# Stated problem 1
In the MBLM training example, under what ID is the custom dataset registered?
# Stated problem 2
Copy the MBLM training example between "return torch.ones_like(data), data" and "to a dataset.", inclusive, switching "num_workers" to "worker_count".

# Source passage
________________

If you want to use the MBLM trainer with torchrun with a custom dataset, you will need to add a few special methods. Here is an end-to-end example where you launch training on your own:

# Filename: train_my_mblm.py

import torch
from typing_extensions import Unpack

from mblm import MambaBlock, TransformerBlock
from mblm.data.datasets import DistributedDataset, DistributedDatasetConfig
from mblm.data.types import BatchWithLossMask, ModelMode
from mblm.train.core.config import CoreTrainConfig
from mblm.train.mblm import (
    TrainEntryConfig,
    TrainMBLMIoConfig,
    TrainMBLMParams,
    dataset_registry,
    train_mblm,
)

# Register dataset with a unique ID
@dataset_registry.register("mydataset")
class MyDataset(DistributedDataset[BatchWithLossMask]):
    def __init__(
        self,
        mode: ModelMode,
        dataset_dir: str,
        **args: Unpack[DistributedDatasetConfig],
    ):
        # Dummy example - Get data from anywhere, e.g., the disk
        print(f"Reading dataset from {dataset_dir}")
        if mode == ModelMode.TRAIN:
            data = list(range(10_000))
        else:
            data = list(range(2_000))
        self._data = data
        super().__init__(
            data_size=len(data),
            is_sequential=True,  # We have a sequential dataset
            **args,
        )

    def get_sample(self, from_idx: int):
        """
        Tell the superclass how to get a single sample - here, a sequence of
        the specified length.
        """
        data = torch.tensor(self._data[from_idx : from_idx + self.seq_len])
        return torch.ones_like(data), data

    @staticmethod
    def from_train_entry_config(
        config: TrainEntryConfig,
        mode: ModelMode,
        worker_id: int,
        num_workers: int,
    ) -> DistributedDataset[BatchWithLossMask]:
        """
        How to parse a training config to a dataset.
        """
        return MyDataset(
            dataset_dir=config.io.dataset_dir,
            mode=mode,
            seq_len=config.params.input_seq_len,
            num_workers=num_workers,
            worker_id=worker_id,
        )

    @staticmethod
    def supports_test_mode() -> bool:
        """
        Whether or not this dataset supports a test mode. Some datasets might not
        expose the answers in their test set so we cannot evaluate a model on it.
        Override if necessary
        """

________________

# Data shown
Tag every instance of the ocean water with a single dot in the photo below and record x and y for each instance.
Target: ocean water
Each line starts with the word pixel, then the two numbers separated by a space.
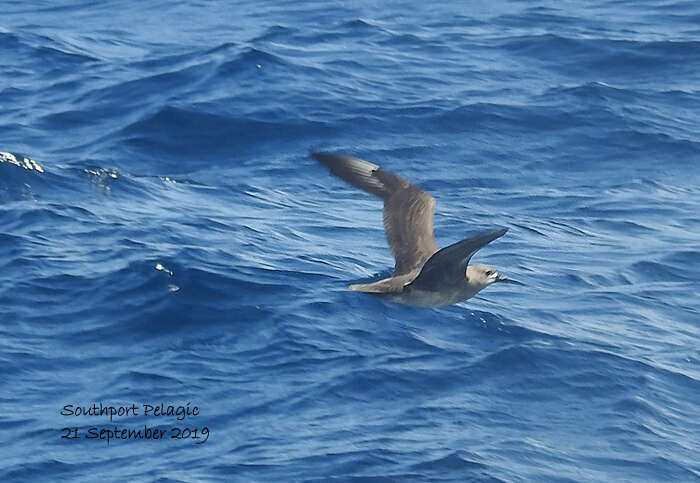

________________

# Written reply 1
"mydataset"

# Written reply 2
return torch.ones_like(data), data

    @staticmethod
    def from_train_entry_config(
        config: TrainEntryConfig,
        mode: ModelMode,
        worker_id: int,
        worker_count: int,
    ) -> DistributedDataset[BatchWithLossMask]:
        """
        How to parse a training config to a dataset.